Your tasks —
- A) According to the Hanford furlough article, who sent a letter to members of Congress asking them to end the shutdown?
- B) Using the Hanford furlough article, decide whether each statement agrees with it: (i) The Hanford site is the largest single employer in the Tri-Cities. (ii) The letter says the job losses would be permanent. (iii) The letter was sent to the state's governor.

Passage shown —
*** Block opens ***

Hanford furlough notices could come Wednesday

KENNEWICK — Workers at the nation’s most contaminated nuclear site could start receiving furlough notices Wednesday because of the partial government shutdown.

The Tri-City Development Council estimates up to 9,000 workers at the Hanford Nuclear Reservation and the nearby Pacific Northwest National Laboratory eventually could be put on temporary leave or laid off.

The business group has sent a letter to members of Congress asking them to end the shutdown, the Tri-City Herald reported.

While the job losses would not be permanent, the letter says local businesses likely would see less spending while federal workers are idled.

The Hanford site is the largest single employer in the Tri-Cities of Richland, Kennewick and Pasco. It has about 8,500 workers with security clearance, plus an estimated 1,500 to 2,000 workers without it who provide services or goods through subcontractors.

U.S. Sen. Patty Murray, D-Wash., said furloughs at Hanford are one of the reasons she’s been working to end the shutdown.

*** Block closes ***

Supplied material —
*** Block opens ***

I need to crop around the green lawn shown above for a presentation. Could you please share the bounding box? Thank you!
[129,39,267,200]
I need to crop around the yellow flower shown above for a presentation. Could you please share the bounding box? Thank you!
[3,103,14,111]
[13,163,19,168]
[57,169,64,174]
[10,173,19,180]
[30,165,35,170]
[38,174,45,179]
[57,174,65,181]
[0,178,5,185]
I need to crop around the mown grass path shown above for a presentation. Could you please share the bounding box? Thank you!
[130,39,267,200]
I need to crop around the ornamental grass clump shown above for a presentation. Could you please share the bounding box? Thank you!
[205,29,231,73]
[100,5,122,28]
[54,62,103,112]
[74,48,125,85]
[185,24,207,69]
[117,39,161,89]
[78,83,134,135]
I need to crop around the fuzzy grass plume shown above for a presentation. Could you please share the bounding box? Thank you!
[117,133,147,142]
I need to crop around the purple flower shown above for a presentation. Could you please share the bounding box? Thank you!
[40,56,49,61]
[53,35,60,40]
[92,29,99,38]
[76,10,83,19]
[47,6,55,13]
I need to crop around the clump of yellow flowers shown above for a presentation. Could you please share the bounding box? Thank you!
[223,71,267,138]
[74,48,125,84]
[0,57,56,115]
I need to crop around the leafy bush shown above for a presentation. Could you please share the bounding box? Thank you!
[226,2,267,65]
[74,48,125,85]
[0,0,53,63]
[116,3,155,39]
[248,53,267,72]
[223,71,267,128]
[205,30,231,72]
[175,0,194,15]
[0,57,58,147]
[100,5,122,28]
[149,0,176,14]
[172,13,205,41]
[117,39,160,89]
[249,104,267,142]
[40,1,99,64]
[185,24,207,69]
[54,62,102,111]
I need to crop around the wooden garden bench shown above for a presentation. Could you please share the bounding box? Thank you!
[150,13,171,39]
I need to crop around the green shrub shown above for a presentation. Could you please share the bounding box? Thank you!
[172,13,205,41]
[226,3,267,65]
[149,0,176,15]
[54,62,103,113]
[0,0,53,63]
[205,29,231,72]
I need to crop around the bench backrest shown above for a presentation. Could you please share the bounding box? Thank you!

*** Block closes ***

Expected responses —
- A) The Tri-City Development Council, a business group, sent the letter.

- B)
(i) Yes: "The Hanford site is the largest single employer in the Tri-Cities of Richland, Kennewick and Pasco."
(ii) No: "While the job losses would not be permanent"
(iii) No: "has sent a letter to members of Congress"